*** RAW RECORDS
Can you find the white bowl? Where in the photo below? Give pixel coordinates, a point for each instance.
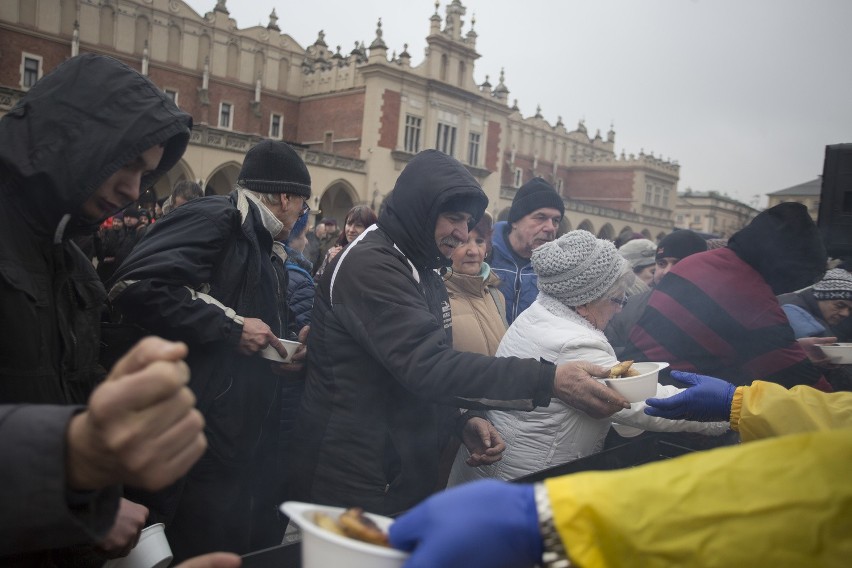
(323, 549)
(152, 551)
(270, 353)
(838, 353)
(640, 387)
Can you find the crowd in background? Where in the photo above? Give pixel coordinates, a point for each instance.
(375, 363)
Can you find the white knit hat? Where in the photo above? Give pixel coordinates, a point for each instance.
(577, 268)
(835, 285)
(639, 253)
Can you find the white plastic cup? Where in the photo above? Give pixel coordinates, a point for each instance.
(152, 551)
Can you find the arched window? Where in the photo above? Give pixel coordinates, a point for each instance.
(174, 45)
(142, 28)
(107, 27)
(233, 61)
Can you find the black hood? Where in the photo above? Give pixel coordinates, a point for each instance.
(427, 184)
(76, 127)
(784, 246)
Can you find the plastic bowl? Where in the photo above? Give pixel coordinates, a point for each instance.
(322, 548)
(270, 353)
(152, 551)
(640, 387)
(838, 353)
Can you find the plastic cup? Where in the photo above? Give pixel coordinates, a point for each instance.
(152, 551)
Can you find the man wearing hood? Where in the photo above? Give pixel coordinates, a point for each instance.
(384, 383)
(717, 313)
(63, 170)
(211, 275)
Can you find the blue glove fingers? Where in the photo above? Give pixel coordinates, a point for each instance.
(484, 524)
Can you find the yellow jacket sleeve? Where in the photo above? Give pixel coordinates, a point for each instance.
(781, 502)
(768, 409)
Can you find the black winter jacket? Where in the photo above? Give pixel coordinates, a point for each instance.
(383, 380)
(55, 152)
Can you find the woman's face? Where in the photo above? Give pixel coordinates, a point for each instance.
******
Recast each line of the data above as a row of a Markdown table with the columns "Row" and "Line", numbering the rows and skipping blank lines. Leave the pictures out of the table.

§ **SOLUTION TO THIS PROBLEM**
| Row | Line |
|---|---|
| 1 | Can you find the white bowl? Where in the photo below? Give pixel coordinates, a point for each instance. |
| 2 | (323, 549) |
| 3 | (152, 551) |
| 4 | (270, 353) |
| 5 | (838, 353) |
| 6 | (640, 387) |
| 7 | Can you find the crowd in background? Where in the photo above? Give pixel coordinates, a point for each instance. |
| 8 | (375, 363) |
| 9 | Can you find the white knit hat? Where in the photo above? Give pixel coordinates, a point for each instance. |
| 10 | (577, 268) |
| 11 | (835, 285) |
| 12 | (639, 253) |
| 13 | Can you find the white plastic cup? Where in the photo above? Give pixel coordinates, a point for each instance. |
| 14 | (152, 551) |
| 15 | Can you find the arched window? Where in the photo above? Give pixel coordinates, a point for each instance. |
| 16 | (174, 45) |
| 17 | (142, 28) |
| 18 | (107, 27) |
| 19 | (233, 61) |
| 20 | Can you find the black hood? Where in the photo above? Give pixel coordinates, a point for each instance. |
| 21 | (427, 184) |
| 22 | (76, 127) |
| 23 | (784, 246) |
| 24 | Can you find the plastic bowl? Where in the photo above? Give pixel coordinates, a point for each instance. |
| 25 | (322, 548) |
| 26 | (270, 353) |
| 27 | (152, 551) |
| 28 | (640, 387) |
| 29 | (838, 353) |
| 30 | Can you find the plastic cup? Where in the photo above? Give pixel coordinates, a point for each instance. |
| 31 | (152, 551) |
| 32 | Can you find the man wearing hood? Where in the photo above? Give pixel coordinates, a point for each instance. |
| 33 | (384, 383) |
| 34 | (717, 313) |
| 35 | (63, 170) |
| 36 | (211, 275) |
| 37 | Can you find the blue glove fingers? Where in the photo above? Give pixel coordinates, a point for each instance. |
| 38 | (484, 524) |
| 39 | Can you find the yellow jacket sleeve? Where in the photo above? Give pixel coordinates, a point for each instance. |
| 40 | (781, 502) |
| 41 | (768, 409) |
| 42 | Can you find the black winter jacket? Where in the photo above? Give pixel coordinates, a point for each instance. |
| 43 | (383, 380) |
| 44 | (55, 152) |
| 45 | Can you find the woman's face? Where in the photo above? Give pixel coordinates, a point for each instance. |